──────── TEKS BACAAN
Kamis, 26 Mei 2011

Implementasi Ekonomi Islam menuju Islam Kaffah

Artikel ini diambil dari : 
http://zonaekis.com

Islam sebagai ad-din mengandung ajaran yang komprehensif dan sempurna     ( syumul ). Islam mengatur seluruh aspek kehidupan manusia, tidak saja aspek ibadah, tetapi juga aspek muamalah, khususnya ekonomi Islam. Al- Qur’an secara tegas menyatakan kesempurnaan Islam tersebut dalam banyak ayat, antara lain, ( QS. 5:3, 6:38, 16:89).

Kesempurnaan Islam itu tidak saja diakui oleh intelektual muslim, tetapi juga para orientalist barat, di antaranya H.A.R Gibb yang mengatakan, “ Islam is much more than a system of theology it’s a complete civilization.”
Salah satu ajaran Islam yang mengatur kehidupan manusia adalah aspek ekonomi (mua’malah, iqtishodiyah ). Ajaran Islam tentang ekonomi cukup banyak, baik dalam Al-quran, Sunnah, maupun ijtihad para ulama. Hal ini menunjukkan bahwa perhatian Islam dalam masalah ekonomi sangat besar. Ayat yang terpanjang dalam Al-Quran justru berisi tentang masalah perekonomian, bukan  masalah ibadah (mahdhah) atau aqidah. Ayat yang terpanjang itu ialah ayat 282 dalam surah Albaqarah, yang menurut Ibnu Arabi ayat ini mengandung 52 hukum/malasah ekonomi).

C.C. Torrey dalam The Commercial Theological Term in the Quran
menerangkan bahwa Alquran memakai 20 terminologi bisnis. Ungkapan tersebut malahan diulang sebanyak 720 kali. Dua puluh terminologi bisnis tersebut antara lain,  1.Tijarah, 2. Bai’, 3. Isytara, 4. Dain (Tadayan) , 5. Rizq, 6. Riba, 7. dinar, 8. dirham, 9. qismah 10. dharb/mudharabah, 11. Syirkah, 12. Rahn, 13.Ijarah/ujrah, 14. Amwal 15.Fadhlillah 17. akad/’ukud 18. Mizan (timbangan) dalam perdagangan, 19. Kail (takaran) dalam perdagangan, 20. waraq (mata uang).

Nabi Muhammad menyebut, ekonomi adalah pilar pembangunan dunia. Dalam berbagai hadits ia juga  menyebutkan bahwa para pedagang (pebisnis) sebagai profesi terbaik, bahkan mewajibkan ummat Islam untuk menguasai perdagangan.
────────────────
──────── BAHAN YANG DISEDIAKAN
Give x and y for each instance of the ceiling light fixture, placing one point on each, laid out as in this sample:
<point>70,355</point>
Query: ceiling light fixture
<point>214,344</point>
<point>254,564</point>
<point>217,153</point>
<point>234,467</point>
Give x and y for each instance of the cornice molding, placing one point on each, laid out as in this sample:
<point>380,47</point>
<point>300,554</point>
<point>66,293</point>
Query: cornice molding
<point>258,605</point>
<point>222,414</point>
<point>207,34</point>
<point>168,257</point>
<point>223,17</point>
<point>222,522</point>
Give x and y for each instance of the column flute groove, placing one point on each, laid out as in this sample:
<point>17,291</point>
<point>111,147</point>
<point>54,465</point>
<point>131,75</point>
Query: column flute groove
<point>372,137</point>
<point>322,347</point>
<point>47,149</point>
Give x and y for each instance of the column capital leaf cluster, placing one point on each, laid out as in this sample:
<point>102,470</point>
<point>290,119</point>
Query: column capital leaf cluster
────────────────
TUGAS TERTULIS |
**A)** Jawab pertanyaan berikut berdasarkan artikel tentang ekonomi Islam:
(i) Ayat terpanjang dalam Al-Quran adalah ayat berapa dan dalam surah apa?
(ii) Menurut C.C. Torrey, berapa kali ungkapan terminologi bisnis diulang dalam Alquran?
(iii) Profesi apa yang disebut Nabi Muhammad sebagai profesi terbaik?
**B)** Sunting catatan mulai dari awal catatan sampai baris yang memuat "<point>234,467</point>", termasuk baris itu, dengan mengganti "ceiling light fixture" menjadi "pendant lamp" tanpa mengubah bagian lain. Tulis ulang hanya baris-baris tersebut.
Teks dan catatan di atas tidak saling berhubungan.

HASIL TIAP TUGAS |
**A)**
(i) Ayat 282 dalam surah Albaqarah.
(ii) Sebanyak 720 kali.
(iii) Para pedagang (pebisnis).

**B)**
Give x and y for each instance of the pendant lamp, placing one point on each, laid out as in this sample:
<point>70,355</point>
Query: pendant lamp
<point>214,344</point>
<point>254,564</point>
<point>217,153</point>
<point>234,467</point>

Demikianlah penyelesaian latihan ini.